Location identification entries
** start **

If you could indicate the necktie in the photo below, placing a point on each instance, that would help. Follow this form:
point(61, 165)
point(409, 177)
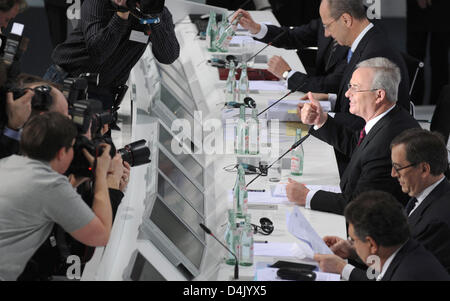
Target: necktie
point(331, 50)
point(362, 135)
point(410, 206)
point(349, 55)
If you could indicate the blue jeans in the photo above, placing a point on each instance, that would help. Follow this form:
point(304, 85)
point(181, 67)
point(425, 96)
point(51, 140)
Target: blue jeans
point(56, 75)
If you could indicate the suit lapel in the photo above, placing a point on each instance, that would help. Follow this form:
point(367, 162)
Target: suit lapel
point(416, 216)
point(397, 260)
point(356, 58)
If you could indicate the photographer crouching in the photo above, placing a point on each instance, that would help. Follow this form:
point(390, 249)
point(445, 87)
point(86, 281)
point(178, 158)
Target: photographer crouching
point(110, 38)
point(35, 194)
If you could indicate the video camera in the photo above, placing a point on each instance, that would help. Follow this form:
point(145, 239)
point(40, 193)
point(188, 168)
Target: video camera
point(145, 10)
point(75, 88)
point(87, 113)
point(42, 99)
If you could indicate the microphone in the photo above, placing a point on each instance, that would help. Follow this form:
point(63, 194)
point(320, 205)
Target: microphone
point(240, 6)
point(295, 145)
point(275, 103)
point(236, 265)
point(268, 44)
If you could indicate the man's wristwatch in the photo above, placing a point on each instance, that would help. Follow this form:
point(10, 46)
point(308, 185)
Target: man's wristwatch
point(286, 73)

** end **

Put every line of the items above into a JSON list of strings, one string per line, skipping blank lines. Leave the pictures out.

[
  "If you could indicate the necktie in the photo below, placing a point on each instance, that would help. Follow this form:",
  "point(61, 165)",
  "point(409, 177)",
  "Target: necktie",
  "point(331, 50)",
  "point(362, 135)",
  "point(410, 206)",
  "point(349, 55)",
  "If you could indicate the blue jeans in the photo above, placing a point on each instance, that would help. Follow this form:",
  "point(304, 85)",
  "point(181, 67)",
  "point(425, 96)",
  "point(51, 140)",
  "Target: blue jeans",
  "point(56, 75)",
  "If you could indicate the suit lapel in the photo above, placing a point on each instance, that would help. Follow this form:",
  "point(367, 162)",
  "Target: suit lapel",
  "point(416, 216)",
  "point(397, 260)",
  "point(356, 58)",
  "If you could indicate the photographer crouching in the photo above, placing a point on each instance, that would help. Follow this form:",
  "point(390, 249)",
  "point(445, 87)",
  "point(86, 281)",
  "point(178, 158)",
  "Target: photographer crouching",
  "point(110, 38)",
  "point(35, 194)",
  "If you could indicate the video camera in the photo above, placing a point on each instance, that would help. Follow this form:",
  "point(145, 239)",
  "point(40, 193)",
  "point(188, 168)",
  "Target: video camera",
  "point(145, 10)",
  "point(75, 88)",
  "point(87, 113)",
  "point(42, 99)",
  "If you could indicate the microphone in the photo above, placing a point on each instance, that would help. Follow this form:",
  "point(63, 194)",
  "point(320, 205)",
  "Target: microphone",
  "point(240, 6)",
  "point(295, 145)",
  "point(275, 103)",
  "point(236, 265)",
  "point(268, 44)",
  "If you could indicate the man's wristwatch in the photo above, placing a point on each instance, that would help. Follow this form:",
  "point(10, 46)",
  "point(308, 185)",
  "Target: man's wristwatch",
  "point(286, 73)"
]